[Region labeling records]

- - -

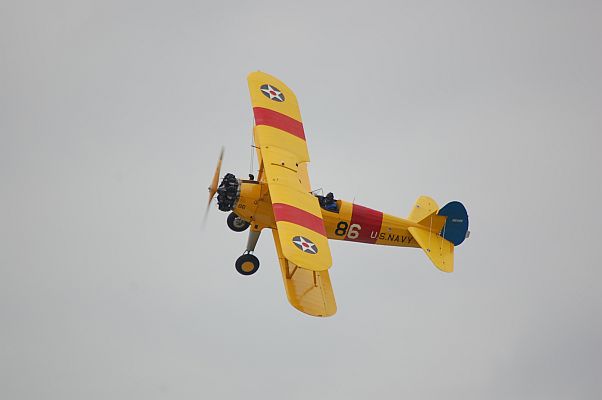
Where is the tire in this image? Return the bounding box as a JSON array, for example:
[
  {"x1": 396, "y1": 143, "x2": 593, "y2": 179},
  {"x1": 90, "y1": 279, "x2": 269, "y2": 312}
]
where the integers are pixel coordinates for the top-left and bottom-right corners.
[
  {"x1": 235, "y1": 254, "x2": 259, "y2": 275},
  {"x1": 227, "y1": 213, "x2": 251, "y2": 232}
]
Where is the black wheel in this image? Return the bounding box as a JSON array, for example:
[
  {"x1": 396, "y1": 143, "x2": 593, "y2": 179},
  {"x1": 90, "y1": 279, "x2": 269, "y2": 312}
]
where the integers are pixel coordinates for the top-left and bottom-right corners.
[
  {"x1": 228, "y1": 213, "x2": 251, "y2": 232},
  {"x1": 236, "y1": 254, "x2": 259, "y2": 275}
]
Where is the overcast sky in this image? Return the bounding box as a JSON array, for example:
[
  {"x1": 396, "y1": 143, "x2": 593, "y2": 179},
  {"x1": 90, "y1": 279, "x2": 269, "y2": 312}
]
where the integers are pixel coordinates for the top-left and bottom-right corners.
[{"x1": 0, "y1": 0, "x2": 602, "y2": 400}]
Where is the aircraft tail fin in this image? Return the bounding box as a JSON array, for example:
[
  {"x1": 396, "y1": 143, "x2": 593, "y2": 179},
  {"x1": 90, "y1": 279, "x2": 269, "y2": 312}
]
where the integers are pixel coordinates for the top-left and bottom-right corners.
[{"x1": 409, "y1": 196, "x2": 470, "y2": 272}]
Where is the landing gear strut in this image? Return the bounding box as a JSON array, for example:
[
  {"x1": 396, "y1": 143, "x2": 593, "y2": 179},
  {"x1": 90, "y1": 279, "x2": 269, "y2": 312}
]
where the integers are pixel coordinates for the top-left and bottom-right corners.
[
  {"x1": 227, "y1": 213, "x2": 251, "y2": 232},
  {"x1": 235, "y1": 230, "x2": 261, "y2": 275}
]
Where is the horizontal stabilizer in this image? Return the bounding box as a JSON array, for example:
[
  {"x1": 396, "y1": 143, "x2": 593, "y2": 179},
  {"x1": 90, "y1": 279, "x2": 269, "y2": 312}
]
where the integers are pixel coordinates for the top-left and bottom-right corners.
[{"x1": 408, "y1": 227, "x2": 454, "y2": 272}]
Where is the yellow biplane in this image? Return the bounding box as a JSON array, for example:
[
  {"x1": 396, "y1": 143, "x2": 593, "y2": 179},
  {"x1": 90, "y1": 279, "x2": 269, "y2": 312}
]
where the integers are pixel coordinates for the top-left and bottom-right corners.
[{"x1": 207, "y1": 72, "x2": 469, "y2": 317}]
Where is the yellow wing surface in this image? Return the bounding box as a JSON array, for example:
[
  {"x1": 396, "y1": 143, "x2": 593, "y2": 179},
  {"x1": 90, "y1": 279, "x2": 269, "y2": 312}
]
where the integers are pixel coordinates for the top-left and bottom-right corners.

- - -

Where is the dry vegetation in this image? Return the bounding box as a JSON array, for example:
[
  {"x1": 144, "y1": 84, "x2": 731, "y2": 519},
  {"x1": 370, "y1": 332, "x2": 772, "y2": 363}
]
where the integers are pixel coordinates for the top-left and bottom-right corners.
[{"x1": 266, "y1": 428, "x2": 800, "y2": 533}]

- - -

▶ WHAT THE EXERCISE ASKS: How many lines in the records above contain the word "yellow"? Reply with the number only.

▶ ANSWER FOR THIS EXERCISE: 2